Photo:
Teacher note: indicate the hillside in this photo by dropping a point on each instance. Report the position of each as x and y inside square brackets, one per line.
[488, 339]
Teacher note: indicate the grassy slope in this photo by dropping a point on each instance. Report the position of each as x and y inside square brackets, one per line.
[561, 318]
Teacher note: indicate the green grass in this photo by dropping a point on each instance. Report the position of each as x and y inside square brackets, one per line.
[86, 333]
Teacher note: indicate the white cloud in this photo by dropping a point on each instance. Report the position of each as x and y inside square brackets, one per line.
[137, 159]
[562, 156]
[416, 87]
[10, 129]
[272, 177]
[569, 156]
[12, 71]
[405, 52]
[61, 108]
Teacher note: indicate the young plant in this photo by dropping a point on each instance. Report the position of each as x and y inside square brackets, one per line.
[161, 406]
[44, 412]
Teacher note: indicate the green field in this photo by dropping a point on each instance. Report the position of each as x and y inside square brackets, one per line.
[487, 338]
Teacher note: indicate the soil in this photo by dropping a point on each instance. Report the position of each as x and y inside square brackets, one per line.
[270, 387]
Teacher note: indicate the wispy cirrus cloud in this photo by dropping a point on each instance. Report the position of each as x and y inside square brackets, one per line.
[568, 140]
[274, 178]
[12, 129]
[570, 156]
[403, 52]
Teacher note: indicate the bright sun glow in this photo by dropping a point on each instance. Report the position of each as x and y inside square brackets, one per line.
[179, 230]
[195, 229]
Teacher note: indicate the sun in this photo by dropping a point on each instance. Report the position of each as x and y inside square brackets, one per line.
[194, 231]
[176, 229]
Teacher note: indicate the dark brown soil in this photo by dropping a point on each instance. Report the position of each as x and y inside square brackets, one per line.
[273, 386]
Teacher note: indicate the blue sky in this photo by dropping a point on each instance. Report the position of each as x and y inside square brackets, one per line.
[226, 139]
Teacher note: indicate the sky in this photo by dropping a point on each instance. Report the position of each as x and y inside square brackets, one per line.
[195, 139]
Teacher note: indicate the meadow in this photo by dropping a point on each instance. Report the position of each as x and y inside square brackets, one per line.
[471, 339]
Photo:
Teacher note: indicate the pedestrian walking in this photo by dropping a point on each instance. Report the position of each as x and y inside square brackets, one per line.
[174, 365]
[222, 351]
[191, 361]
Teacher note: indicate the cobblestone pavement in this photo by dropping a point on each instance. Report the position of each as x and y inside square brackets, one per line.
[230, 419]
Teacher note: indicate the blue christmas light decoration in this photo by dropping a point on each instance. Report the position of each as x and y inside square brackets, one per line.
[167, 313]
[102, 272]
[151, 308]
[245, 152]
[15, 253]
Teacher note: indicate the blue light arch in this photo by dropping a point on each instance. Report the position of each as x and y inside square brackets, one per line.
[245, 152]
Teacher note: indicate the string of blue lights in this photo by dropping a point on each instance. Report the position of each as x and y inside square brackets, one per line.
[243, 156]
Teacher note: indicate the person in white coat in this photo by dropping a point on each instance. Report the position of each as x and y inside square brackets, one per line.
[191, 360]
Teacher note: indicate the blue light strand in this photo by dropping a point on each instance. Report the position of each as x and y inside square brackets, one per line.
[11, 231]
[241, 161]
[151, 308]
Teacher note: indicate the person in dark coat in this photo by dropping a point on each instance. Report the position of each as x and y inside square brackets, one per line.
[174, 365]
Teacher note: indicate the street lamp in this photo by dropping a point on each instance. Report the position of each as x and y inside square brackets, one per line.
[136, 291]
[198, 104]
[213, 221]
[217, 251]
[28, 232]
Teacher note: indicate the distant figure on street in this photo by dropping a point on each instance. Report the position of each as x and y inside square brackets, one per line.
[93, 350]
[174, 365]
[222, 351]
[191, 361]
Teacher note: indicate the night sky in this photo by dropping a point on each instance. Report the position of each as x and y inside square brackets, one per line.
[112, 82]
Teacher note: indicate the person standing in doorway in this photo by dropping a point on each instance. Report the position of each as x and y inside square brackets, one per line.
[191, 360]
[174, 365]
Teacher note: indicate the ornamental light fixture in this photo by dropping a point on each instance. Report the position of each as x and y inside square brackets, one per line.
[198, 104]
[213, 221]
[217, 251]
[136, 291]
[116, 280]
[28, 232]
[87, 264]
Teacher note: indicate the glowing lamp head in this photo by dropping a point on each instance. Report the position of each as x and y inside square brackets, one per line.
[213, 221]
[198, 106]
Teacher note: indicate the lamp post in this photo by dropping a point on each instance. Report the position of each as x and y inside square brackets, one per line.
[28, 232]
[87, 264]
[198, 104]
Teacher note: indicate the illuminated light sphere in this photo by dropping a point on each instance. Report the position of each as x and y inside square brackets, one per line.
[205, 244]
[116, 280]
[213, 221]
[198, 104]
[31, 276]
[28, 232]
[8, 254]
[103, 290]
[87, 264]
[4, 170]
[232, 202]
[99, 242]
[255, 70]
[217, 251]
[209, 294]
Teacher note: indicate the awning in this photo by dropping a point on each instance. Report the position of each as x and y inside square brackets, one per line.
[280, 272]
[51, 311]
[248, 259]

=======

• TASK TO CARRY OUT: Return every line of the listing above with no changes.

• COMPLETED EXERCISE:
Photo:
Teacher note: indicate the hillside in this photo by dropping a point on each instance. Report the position of each as x and y inside square brackets, one per line.
[488, 339]
Teacher note: indicate the grassy slope in this photo by dropping a point on each instance. Report the position of each as x and y inside square brackets, one per line.
[561, 318]
Teacher note: indicate the green grass in this photo by dropping a point on each instance. Report the position of each as x and y inside square brackets, one per line.
[86, 333]
Teacher note: indicate the white cloud in this photo by dropping a point on each instance. Report the position of each as x and y inside square brackets, one per line.
[137, 159]
[562, 156]
[416, 87]
[10, 129]
[272, 177]
[569, 156]
[12, 71]
[405, 52]
[61, 108]
Teacher note: indicate the young plant in this photo by dropping a point on each instance. Report the position of each as x and y inside square brackets, one per line.
[161, 406]
[44, 412]
Teacher note: indicate the green field in this photo by dropping a point on each instance. Report the position of each as x and y inside square brackets, one per line.
[487, 338]
Teacher note: indicate the soil in this photo by dropping a point on each instance. Report the position of each as x and y inside square brackets, one per line.
[270, 387]
Teacher note: indicate the wispy cirrus cloud in this photo by dropping a point on each instance. Report the position of each as x and y inside square brackets, one per line.
[568, 140]
[274, 178]
[12, 129]
[570, 156]
[403, 52]
Teacher note: indicate the bright sun glow in this photo by dropping a point on each instance. Report the position of each as x and y inside square brackets, one per line.
[179, 230]
[195, 229]
Teacher note: indicate the sun in this photo by dropping a point on each instance. Report the position of each as x and y inside square brackets, one per line.
[194, 231]
[176, 229]
Teacher note: indicate the dark brown soil in this photo by dropping a point on each instance. Report the position of each as x and y inside square brackets, one per line.
[273, 386]
Teacher note: indicate the blue sky in this photo by dropping a point on each instance. Report the position of each as x and y inside square brackets, one per line.
[226, 139]
Teacher note: indicate the sky in this photo by dropping a point on each instance. Report the position of each as x and y inside square brackets, one per line.
[195, 139]
Teacher note: indicate the meadow in this photo by dropping a point on each instance. Report the position of each as x and y inside square brackets, one per line.
[471, 339]
Photo:
Teacher note: indicate the pedestrian walking in this photo by dropping a point on each instance. Report the position of each as x and y inside square brackets, one per line.
[174, 365]
[222, 351]
[191, 361]
Teacher note: indicate the cobblestone pavement in this photo by dropping a point on each instance. Report the position of each as x and y inside square brackets, one per line.
[230, 419]
Teacher note: indicate the blue christmas light decoration in this photo by dropping a point on each instance. Report the position of each as x and y inside square brackets, one per line.
[167, 313]
[102, 272]
[151, 308]
[245, 152]
[15, 253]
Teacher note: indicate the blue light arch in this photo by dropping a point on each instance. Report the position of each as x and y inside square brackets, one per line.
[245, 152]
Teacher note: indicate the string of blue lights in this photo by dropping a point on each instance. Report the position of each as x and y inside square brackets, one per line.
[243, 156]
Teacher note: indicate the person in white coat in this photo by dropping a point on each instance. Report the position of each as x and y inside square brackets, one per line.
[191, 360]
Teacher note: indicate the blue light strand in this photo by dropping a point on each instance. Report the position of each as x and y inside square brackets, one per line.
[11, 231]
[241, 161]
[151, 308]
Teacher note: indicate the person in dark coat in this photo by dropping a point on each instance. Report the position of each as x and y inside square brackets, one per line.
[174, 365]
Teacher note: indicate the street lamp in this photo by dropping a point on each instance. Report the position of each as x and y inside square brackets, one per line.
[136, 291]
[198, 104]
[213, 221]
[217, 251]
[28, 232]
Teacher note: indicate the distant figure on street in this photo by dropping a point on each instance. Report the position of each as x and y inside square brackets, one per line.
[93, 350]
[174, 365]
[222, 351]
[191, 361]
Teacher note: indicate the night sky in this photo by dropping a point on each instance. Report the position of each as x and y inside square brackets, one per line.
[112, 82]
Teacher note: indicate the person standing in doorway in this photo by dropping a point on each instance. Report the position of each as x and y inside square brackets, one per line.
[191, 360]
[174, 365]
Teacher note: indicate the ornamental light fixture in this photo by dropping a point on each instance. Report the position of each as x and y inside square brackets, one per line.
[198, 104]
[213, 221]
[217, 251]
[136, 291]
[116, 280]
[28, 232]
[87, 264]
Teacher note: indicate the glowing lamp head in this photo by dropping a point on each instance. Report the position of each as x and y inside square brackets, one per line.
[213, 221]
[198, 106]
Teacher note: indicate the lamp post in this photo by dropping a point on each instance. Report the position of each as x and y inside square brackets, one per line.
[28, 232]
[87, 264]
[198, 104]
Teacher note: indicate the illuminated light sphere in this photo by dropping a point on each instance. Report the position of each as x and y inside square brackets, one per line.
[205, 244]
[116, 280]
[213, 221]
[198, 104]
[31, 276]
[28, 232]
[8, 254]
[103, 290]
[87, 264]
[4, 170]
[232, 202]
[99, 242]
[255, 70]
[217, 251]
[209, 294]
Teacher note: indicate the awning in this photo by dropping a point on each instance. Report the position of each as x and y inside square brackets, one per line.
[280, 272]
[51, 311]
[248, 259]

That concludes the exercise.